Text shown |
◇ ◇ ◇
Sharing the world’s paintings on Wikidata

Jul 25, 2024

Hi there Team Content,

The Wikimedia Universe holds a special place in my heart. Of all the third-party platforms that GLAMs can make themselves more visible on, Wikimedia is the only significant one that:

is not-for-profit
is run by a volunteer community
surfaces content mainly by human curation rather than algorithmic decision-making

Today we’ve got Martin Poulter back on Cultural Content. Martin is a Wikimedian in Residence for the Khalili Foundation. He previously wrote about how Wikipedia offers a great opportunity for preserving past exhibition content online.

Cultural Content - Reaching millions of readers through Wikipedia

Georgina Brooke

April 4, 2024

Read full story

In today’s article, Martin’s looking at another opportunity afforded by the Wikimedia universe for GLAMs; the Sum of All Paintings project….

We’ll cover

How to build a data set
The benefits of crowdsourcing
AI-assisted categorisation
Getting involved

Over to Martin…

Photograph of the author — By Disruptive Media Learning Lab - Disruptive Media Learning Lab, CC BY-SA 4.0, https://commons.wikimedia.org/w/index.php?curid=90179182

An open alternative

As the web matures, an increasingly prominent way the public encounter art is through a cultural aggregator. Google Arts & Culture boasts over 100,000 artworks, Art UK has more than 300,000 paintings from collections around the country; and Europeana has 32 million images. By combining works from thousands of sources, aggregators enable entirely new explorations through art that would be impossible with a single collection.

Another aggregator is much less well-known but arguably more successful. The Sum of all Paintings (SoaP) is a project to collect at least basic data about every notable painting. At the time of writing it describes about a million paintings from more than 8,000 collections. It is part of Wikidata, one of the sites hosted by the non-profit Wikimedia Foundation. In some ways, SoaP is the opposite of Google Arts & Culture. Google gives you the finished cake, baked and iced. SoaP is a kitchen, stocked with eggs, flour, and other ingredients, that different people visit to see what they can make.
◇ ◇ ◇
Records provided |
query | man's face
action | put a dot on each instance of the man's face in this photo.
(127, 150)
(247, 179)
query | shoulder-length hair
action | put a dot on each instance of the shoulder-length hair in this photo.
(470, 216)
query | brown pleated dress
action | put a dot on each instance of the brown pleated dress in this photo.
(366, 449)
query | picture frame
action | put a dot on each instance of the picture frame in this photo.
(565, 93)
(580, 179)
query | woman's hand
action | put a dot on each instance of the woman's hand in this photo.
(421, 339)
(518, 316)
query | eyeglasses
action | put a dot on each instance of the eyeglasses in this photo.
◇ ◇ ◇
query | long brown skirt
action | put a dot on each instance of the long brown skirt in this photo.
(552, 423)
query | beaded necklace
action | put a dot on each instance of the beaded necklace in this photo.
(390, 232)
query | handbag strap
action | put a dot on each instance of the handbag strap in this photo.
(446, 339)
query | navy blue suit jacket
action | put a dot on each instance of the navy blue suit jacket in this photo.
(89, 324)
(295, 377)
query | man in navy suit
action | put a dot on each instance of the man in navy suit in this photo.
◇ ◇ ◇
Prompt 1 | Reproduce the lines of the listing from the line with "query | woman's hand" to the line with "action | put a dot on each instance of the eyeglasses", including both of those lines.
Prompt 2 | Extend the article on sharing paintings through Wikidata, picking up after its final sentence.
The article on sharing paintings through Wikidata has no connection to the listing.

Exercise output 1 |
query | woman's hand
action | put a dot on each instance of the woman's hand in this photo.
(421, 339)
(518, 316)
query | eyeglasses
action | put a dot on each instance of the eyeglasses in this photo.

Exercise output 2 |
When looking at a professionally-curated product versus a collection of open-source tools wielded by “the crowd”, I think of Britannica or Encarta versus Wikipedia, and how the latter, despite its admitted flaws, became the dominant online reference source. This, in turn, is why I am confident that SoaP will have a part to play in cultural resource discovery a generation from now.

SoaP is an example of a WikiProject, a focussed effort by a mix of volunteers and professionals to improve data about a broad topic. Wikidata hosts similar efforts collecting data about other things held by cultural collections, such as manuscripts and astrolabes, and other creative outputs including performance art or video games.

Building the data set

The Sum of all Paintings dataset came about from a mix of formal partnerships, individual volunteer efforts, and repurposing of existing data. Some institutions have explicit partnerships with Wikimedia to freely share their catalogues. New York’s Metropolitan Museum of Art (The Met), for example, has shared 400,000 paintings and their metadata.

Screenshot of some of The Met’s collection

A small number of institutions including the Rijksmuseum and Tate have published open data sets with an explicitly free licence. Integrating these into the Wikidata model is far from trivial, but various software tools exist to help with it.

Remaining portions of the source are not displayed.